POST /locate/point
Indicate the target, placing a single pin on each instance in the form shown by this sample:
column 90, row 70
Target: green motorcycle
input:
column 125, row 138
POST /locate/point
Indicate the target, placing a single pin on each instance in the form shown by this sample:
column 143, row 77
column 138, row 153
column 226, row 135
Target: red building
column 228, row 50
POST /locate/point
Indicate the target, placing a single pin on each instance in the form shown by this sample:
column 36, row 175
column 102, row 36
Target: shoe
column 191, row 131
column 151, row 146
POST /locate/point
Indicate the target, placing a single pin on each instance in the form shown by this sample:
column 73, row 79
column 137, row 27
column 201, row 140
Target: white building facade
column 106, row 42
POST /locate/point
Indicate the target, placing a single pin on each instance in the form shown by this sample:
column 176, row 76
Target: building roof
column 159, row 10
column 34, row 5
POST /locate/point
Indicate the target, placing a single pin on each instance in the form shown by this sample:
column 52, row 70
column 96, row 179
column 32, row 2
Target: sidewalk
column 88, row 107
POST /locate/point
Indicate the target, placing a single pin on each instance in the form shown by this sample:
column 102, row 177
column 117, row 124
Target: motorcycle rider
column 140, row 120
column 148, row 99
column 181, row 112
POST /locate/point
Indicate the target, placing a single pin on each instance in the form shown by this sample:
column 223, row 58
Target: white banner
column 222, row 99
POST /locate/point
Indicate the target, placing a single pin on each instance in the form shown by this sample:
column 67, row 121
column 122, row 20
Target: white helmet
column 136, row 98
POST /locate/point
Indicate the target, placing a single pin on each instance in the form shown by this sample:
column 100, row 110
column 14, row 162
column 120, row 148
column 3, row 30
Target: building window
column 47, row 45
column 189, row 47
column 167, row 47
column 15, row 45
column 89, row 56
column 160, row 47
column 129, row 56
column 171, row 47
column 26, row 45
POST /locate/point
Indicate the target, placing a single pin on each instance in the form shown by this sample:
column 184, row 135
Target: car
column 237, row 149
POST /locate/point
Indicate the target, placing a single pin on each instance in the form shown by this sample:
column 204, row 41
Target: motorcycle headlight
┄┄┄┄┄┄┄┄┄┄┄┄┄┄┄┄┄┄┄┄
- _Instructions for the task_: Quote the entire listing above verbatim, from its first line through its last.

- _Result for this task_:
POST /locate/point
Indicate the target, placing a single pin on each instance in the form shown by this sample:
column 90, row 70
Target: green motorcycle
input:
column 125, row 138
POST /locate/point
Indicate the target, placing a single pin on each instance in the form shown by this sample:
column 143, row 77
column 138, row 153
column 226, row 135
Target: red building
column 228, row 50
POST /locate/point
Indicate the target, placing a single pin on each instance in the form shown by this sample:
column 36, row 175
column 102, row 36
Target: shoe
column 191, row 131
column 151, row 146
POST /locate/point
Indicate the target, placing a single pin on each instance in the form shown by this sample:
column 73, row 79
column 137, row 27
column 201, row 140
Target: white building facade
column 106, row 42
POST /locate/point
Indicate the target, placing a single pin on each instance in the form shown by this sample:
column 176, row 76
Target: building roof
column 159, row 10
column 34, row 5
POST /locate/point
Indicate the target, placing a single pin on each instance in the form shown by this sample:
column 52, row 70
column 96, row 179
column 32, row 2
Target: sidewalk
column 88, row 107
POST /locate/point
Indicate the target, placing a single pin on each instance in the form shown by this sample:
column 102, row 177
column 117, row 124
Target: motorcycle rider
column 140, row 120
column 148, row 99
column 181, row 112
POST /locate/point
Indicate the target, placing a single pin on each instance in the form shown by this sample:
column 223, row 58
Target: white banner
column 222, row 99
POST /locate/point
Indicate the target, placing a single pin on each instance in the form shown by this sample:
column 67, row 121
column 122, row 20
Target: white helmet
column 136, row 98
POST /locate/point
Indicate the target, placing a single pin on each instance in the form shown by this sample:
column 100, row 110
column 14, row 162
column 120, row 148
column 3, row 30
Target: building window
column 47, row 45
column 189, row 47
column 167, row 47
column 15, row 45
column 89, row 56
column 160, row 47
column 129, row 56
column 171, row 47
column 26, row 45
POST /locate/point
Indicate the target, placing a single pin on each instance in the form shown by this sample:
column 184, row 135
Target: car
column 237, row 149
POST /locate/point
Indicate the target, placing a single pin on each instance in the form shown by this sample:
column 204, row 41
Target: motorcycle headlight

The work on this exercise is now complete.